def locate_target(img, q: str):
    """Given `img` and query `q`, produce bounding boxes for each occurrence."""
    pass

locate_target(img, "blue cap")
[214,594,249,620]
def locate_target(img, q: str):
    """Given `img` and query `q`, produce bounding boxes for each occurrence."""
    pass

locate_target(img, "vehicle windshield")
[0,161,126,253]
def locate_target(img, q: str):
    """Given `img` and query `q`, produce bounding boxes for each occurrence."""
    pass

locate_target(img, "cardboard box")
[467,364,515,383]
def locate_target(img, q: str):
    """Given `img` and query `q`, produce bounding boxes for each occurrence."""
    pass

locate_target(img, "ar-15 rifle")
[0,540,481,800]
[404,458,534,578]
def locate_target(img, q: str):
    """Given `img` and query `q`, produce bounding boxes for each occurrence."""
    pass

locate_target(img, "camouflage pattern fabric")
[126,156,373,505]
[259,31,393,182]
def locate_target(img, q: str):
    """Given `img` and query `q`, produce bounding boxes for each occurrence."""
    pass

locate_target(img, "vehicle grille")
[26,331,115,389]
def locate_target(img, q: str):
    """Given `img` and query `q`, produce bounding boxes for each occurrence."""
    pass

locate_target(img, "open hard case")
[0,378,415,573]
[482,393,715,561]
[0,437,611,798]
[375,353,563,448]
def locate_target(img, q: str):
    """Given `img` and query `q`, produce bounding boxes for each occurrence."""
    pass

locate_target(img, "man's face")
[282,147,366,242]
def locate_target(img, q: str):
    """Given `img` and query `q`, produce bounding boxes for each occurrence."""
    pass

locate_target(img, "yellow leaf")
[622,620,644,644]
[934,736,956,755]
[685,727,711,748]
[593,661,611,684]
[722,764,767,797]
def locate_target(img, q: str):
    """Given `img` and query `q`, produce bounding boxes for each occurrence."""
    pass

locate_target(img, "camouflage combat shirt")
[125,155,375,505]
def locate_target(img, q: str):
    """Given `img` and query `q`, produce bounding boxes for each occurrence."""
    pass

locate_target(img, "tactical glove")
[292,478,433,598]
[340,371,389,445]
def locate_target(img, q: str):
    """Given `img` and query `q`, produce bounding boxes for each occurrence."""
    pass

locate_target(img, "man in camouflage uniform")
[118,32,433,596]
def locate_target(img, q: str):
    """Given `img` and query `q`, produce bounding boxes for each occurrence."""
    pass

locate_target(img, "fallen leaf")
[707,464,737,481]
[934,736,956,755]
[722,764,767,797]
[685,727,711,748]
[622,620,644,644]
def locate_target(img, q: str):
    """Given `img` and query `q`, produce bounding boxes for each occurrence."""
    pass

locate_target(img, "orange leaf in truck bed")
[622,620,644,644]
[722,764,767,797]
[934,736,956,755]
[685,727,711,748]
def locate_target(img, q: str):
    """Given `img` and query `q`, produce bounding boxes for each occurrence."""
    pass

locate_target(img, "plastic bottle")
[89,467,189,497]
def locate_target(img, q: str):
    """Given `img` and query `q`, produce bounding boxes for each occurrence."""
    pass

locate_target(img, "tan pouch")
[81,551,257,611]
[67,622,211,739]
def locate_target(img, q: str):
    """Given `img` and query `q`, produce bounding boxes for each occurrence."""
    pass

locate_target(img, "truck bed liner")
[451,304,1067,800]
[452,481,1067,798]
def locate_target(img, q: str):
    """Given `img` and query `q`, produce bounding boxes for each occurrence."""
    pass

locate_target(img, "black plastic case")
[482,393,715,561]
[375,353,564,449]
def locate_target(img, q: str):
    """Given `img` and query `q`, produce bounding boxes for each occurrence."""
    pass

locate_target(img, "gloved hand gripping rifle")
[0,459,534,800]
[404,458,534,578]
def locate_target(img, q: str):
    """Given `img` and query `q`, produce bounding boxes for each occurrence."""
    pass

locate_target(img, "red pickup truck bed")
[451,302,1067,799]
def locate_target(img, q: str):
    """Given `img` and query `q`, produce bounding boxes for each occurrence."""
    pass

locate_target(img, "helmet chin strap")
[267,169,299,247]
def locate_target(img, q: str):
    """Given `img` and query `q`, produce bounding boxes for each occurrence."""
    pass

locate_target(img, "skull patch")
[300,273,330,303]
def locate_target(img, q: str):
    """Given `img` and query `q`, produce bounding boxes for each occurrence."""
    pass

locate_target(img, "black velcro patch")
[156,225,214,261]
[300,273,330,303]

————————

- Problem description -
Lay out the records as a Markdown table with the columns Row and Line, beginning at the start of the records and going on through the line containing "[375,353,563,448]". Omit blank lines.

- Exercise response -
| Row | Line |
|---|---|
| 1 | def locate_target(img, q: str): |
| 2 |     """Given `img` and query `q`, produce bounding boxes for each occurrence.""" |
| 3 |     pass |
| 4 | locate_target(img, "blue cap") |
| 5 | [214,594,249,620] |
| 6 | def locate_target(img, q: str): |
| 7 |     """Given `img` and query `q`, produce bounding boxes for each occurrence.""" |
| 8 |     pass |
| 9 | locate_target(img, "vehicle windshield") |
| 10 | [0,161,126,253] |
| 11 | def locate_target(img, q: str): |
| 12 |     """Given `img` and query `q`, produce bounding boxes for each occurrence.""" |
| 13 |     pass |
| 14 | locate_target(img, "cardboard box") |
| 15 | [467,364,515,383] |
| 16 | def locate_target(img, q: str): |
| 17 |     """Given `img` and query `q`, produce bounding boxes for each occurrence.""" |
| 18 |     pass |
| 19 | locate_target(img, "ar-15 rifle") |
| 20 | [0,540,481,800] |
| 21 | [404,458,534,578] |
| 22 | def locate_target(img, q: str): |
| 23 |     """Given `img` and query `q`, produce bounding boxes for each occurrence.""" |
| 24 |     pass |
| 25 | locate_target(img, "camouflage pattern fabric") |
| 26 | [126,156,373,505] |
| 27 | [259,31,393,182] |
| 28 | def locate_target(img, q: str): |
| 29 |     """Given `img` and query `q`, produce bounding boxes for each occurrence.""" |
| 30 |     pass |
| 31 | locate_target(img, "vehicle grille") |
| 32 | [26,331,115,389] |
| 33 | def locate_target(img, q: str): |
| 34 |     """Given `img` and query `q`, produce bounding boxes for each occurrence.""" |
| 35 |     pass |
| 36 | locate_target(img, "open hard case") |
| 37 | [0,378,415,573] |
| 38 | [482,393,715,561] |
| 39 | [0,437,611,798] |
| 40 | [375,353,563,448] |